=== Exercise task ===
Output every line below exactly.

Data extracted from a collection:
* START *

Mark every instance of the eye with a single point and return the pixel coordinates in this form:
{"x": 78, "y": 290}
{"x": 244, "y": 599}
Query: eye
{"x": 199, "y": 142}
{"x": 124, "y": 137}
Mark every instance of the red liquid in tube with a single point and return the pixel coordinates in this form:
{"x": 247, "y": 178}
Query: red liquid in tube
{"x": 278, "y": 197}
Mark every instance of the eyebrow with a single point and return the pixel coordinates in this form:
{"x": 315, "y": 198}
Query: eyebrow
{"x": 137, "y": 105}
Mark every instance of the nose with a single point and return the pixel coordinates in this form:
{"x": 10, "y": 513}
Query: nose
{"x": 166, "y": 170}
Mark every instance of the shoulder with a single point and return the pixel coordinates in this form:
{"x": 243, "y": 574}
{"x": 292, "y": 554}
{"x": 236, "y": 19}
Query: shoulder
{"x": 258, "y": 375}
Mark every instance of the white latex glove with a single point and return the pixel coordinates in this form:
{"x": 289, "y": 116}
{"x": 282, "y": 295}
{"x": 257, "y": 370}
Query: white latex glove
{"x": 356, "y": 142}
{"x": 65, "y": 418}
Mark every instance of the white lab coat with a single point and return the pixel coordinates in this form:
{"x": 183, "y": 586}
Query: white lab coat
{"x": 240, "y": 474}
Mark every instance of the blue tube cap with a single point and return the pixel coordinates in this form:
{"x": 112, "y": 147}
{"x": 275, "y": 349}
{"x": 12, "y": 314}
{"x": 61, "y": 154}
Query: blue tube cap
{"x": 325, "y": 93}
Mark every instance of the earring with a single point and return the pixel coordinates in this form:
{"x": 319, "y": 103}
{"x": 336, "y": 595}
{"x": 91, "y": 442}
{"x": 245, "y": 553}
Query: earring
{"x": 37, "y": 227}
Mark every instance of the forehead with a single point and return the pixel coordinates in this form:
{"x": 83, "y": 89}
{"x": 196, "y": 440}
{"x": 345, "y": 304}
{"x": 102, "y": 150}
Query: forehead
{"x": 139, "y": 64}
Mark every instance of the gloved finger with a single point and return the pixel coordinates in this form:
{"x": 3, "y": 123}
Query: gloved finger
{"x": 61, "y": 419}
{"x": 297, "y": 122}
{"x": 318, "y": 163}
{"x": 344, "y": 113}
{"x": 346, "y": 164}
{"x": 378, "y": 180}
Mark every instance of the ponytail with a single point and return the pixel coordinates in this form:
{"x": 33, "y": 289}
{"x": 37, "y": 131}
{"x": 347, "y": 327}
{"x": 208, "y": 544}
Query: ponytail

* END *

=== Exercise answer ===
Mark every instance of the eye with a single point and return the pixel coordinates in this form:
{"x": 78, "y": 290}
{"x": 244, "y": 599}
Query: eye
{"x": 199, "y": 142}
{"x": 124, "y": 137}
Mark every instance of the red liquid in tube with a single point and return the pixel coordinates in this form:
{"x": 247, "y": 178}
Query: red liquid in tube
{"x": 278, "y": 197}
Mark every instance of the eyebrow with a single point and return the pixel coordinates in this form:
{"x": 315, "y": 198}
Query: eyebrow
{"x": 137, "y": 105}
Mark every instance of the nose with a single point and return the pixel coordinates in this form:
{"x": 10, "y": 513}
Query: nose
{"x": 166, "y": 170}
Mark every instance of the shoulder with a single point and return the pixel coordinates in this form:
{"x": 243, "y": 574}
{"x": 292, "y": 554}
{"x": 236, "y": 19}
Query: shoulder
{"x": 258, "y": 375}
Mark every instance of the white latex glove with a single point and return the pixel coordinates in this form:
{"x": 289, "y": 116}
{"x": 282, "y": 295}
{"x": 257, "y": 370}
Query: white latex glove
{"x": 356, "y": 142}
{"x": 65, "y": 418}
Mark every instance of the white lab coat with a single point and return the pixel coordinates in this form:
{"x": 183, "y": 586}
Query: white lab coat
{"x": 240, "y": 474}
Mark every instance of the blue tube cap with a single point and return the pixel coordinates in this form:
{"x": 112, "y": 147}
{"x": 275, "y": 349}
{"x": 12, "y": 314}
{"x": 61, "y": 154}
Query: blue tube cap
{"x": 325, "y": 93}
Mark every instance of the earring with a single point and return the pixel coordinates in this form:
{"x": 319, "y": 103}
{"x": 336, "y": 595}
{"x": 91, "y": 442}
{"x": 245, "y": 553}
Query: earring
{"x": 37, "y": 227}
Mark every instance of the forehead with a single point and return the pixel coordinates in this form:
{"x": 83, "y": 89}
{"x": 196, "y": 440}
{"x": 345, "y": 304}
{"x": 102, "y": 150}
Query: forehead
{"x": 139, "y": 64}
Mark every instance of the gloved finger with a single point and return the pixel coordinates in this form:
{"x": 3, "y": 123}
Query: gloved finger
{"x": 61, "y": 419}
{"x": 297, "y": 122}
{"x": 318, "y": 163}
{"x": 344, "y": 113}
{"x": 346, "y": 164}
{"x": 378, "y": 180}
Mark every instance of the ponytail with a single point and return the pixel coordinates in this form:
{"x": 33, "y": 289}
{"x": 37, "y": 131}
{"x": 347, "y": 327}
{"x": 208, "y": 544}
Query: ponytail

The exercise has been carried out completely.